• Source passage:
Skip to content

Support-Proximity Augmented Diffusion Estimation for Offline Black-Box Optimization

Conference: ICML 2026
arXiv: 2605.11246
Code: https://github.com/HarryYoung2018/spade (Available)
Area: Diffusion Models / Offline Black-Box Optimization
Keywords: Offline BBO, Conditional Diffusion Surrogate, kNN Support Regularization, LCB Acquisition Function

TL;DR

SPADE replaces traditional regression surrogates with a conditional diffusion model to model \(p(y\mid\boldsymbol{x})\). By incorporating "mean/rank calibration" and "kNN support regularization (mean-shrink + variance-floor)", it implicitly injects data priors into the surrogate, enabling offline black-box optimization to consistently reach SOTA performance on Design-Bench and LLM data mixture tasks.

Background & Motivation

Background: Offline black-box optimization (offline BBO) aims to find an optimal design using only a static dataset \(\mathcal{D}=\{(\boldsymbol{x}_i,y_i)\}\) without querying the true oracle. Mainstream approaches are divided into two categories: inverse methods, which directly learn \(p(\boldsymbol{x}\mid y)\) to sample designs conditioned on high scores; and forward methods, which learn a regression surrogate \(f_\theta(\boldsymbol{x})\) followed by gradient ascent or acquisition function search.

Limitations of Prior Work: Inverse methods are inherently ill-posed one-to-many mappings, making them difficult to train and prone to mode collapse. In forward methods, deterministic MLPs fail to provide epistemic uncertainty, leading the optimizer to "drill holes" into regions where the surrogate overestimates, resulting in unreliable performance in real environments.

Key Challenge: An effective forward surrogate requires three properties: distributional expressiveness (providing both mean and variance), global accuracy (precise mean and ranking), and natural conservatism toward OOD regions (automatically lowering evaluations far from the data manifold). Existing methods typically satisfy only one of these.

Goal: 1) Enable diffusion models to serve as forward surrogates capturing the full distribution of \(p(y\mid\boldsymbol{x})\); 2) Calibrate global means and pairwise rankings through training objectives; 3) Inject prior information into the surrogate without training an additional generative model for \(p(\boldsymbol{x})\).

Key Insight: By decomposing Bayes' rule \(p(\boldsymbol{x}\mid y)\propto p(y\mid\boldsymbol{x})\,p(\boldsymbol{x})\), the forward part is modeled via conditional diffusion while the prior part is estimated through kNN-based non-parametric density estimation. This geometric regularization is theoretically proven to be "first-order equivalent" to adding \(\log p(\boldsymbol{x})\) to the acquisition function.

• Information:
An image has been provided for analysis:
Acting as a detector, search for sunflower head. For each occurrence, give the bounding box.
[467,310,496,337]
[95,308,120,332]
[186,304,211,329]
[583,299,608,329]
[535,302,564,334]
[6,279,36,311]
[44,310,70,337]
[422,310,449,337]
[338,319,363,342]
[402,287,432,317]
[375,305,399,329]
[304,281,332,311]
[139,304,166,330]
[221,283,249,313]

• Your assignment: According to the SPADE summary, which three properties does an effective forward surrogate require? The entries come from a different source than the SPADE summary.

• Response to this task: Distributional expressiveness, global accuracy, and natural conservatism toward OOD regions.